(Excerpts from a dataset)
——

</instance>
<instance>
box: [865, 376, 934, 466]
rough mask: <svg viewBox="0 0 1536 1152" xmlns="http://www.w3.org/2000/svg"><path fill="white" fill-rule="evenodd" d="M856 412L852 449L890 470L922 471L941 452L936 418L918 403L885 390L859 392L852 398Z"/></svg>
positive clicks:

——

TASK DIRECTIONS: Copy the records above line for line, changing nothing.

EXERCISE SOLUTION:
</instance>
<instance>
box: [865, 376, 934, 466]
rough mask: <svg viewBox="0 0 1536 1152" xmlns="http://www.w3.org/2000/svg"><path fill="white" fill-rule="evenodd" d="M856 412L852 449L890 470L922 471L941 452L936 418L918 403L885 390L859 392L852 398Z"/></svg>
positive clicks:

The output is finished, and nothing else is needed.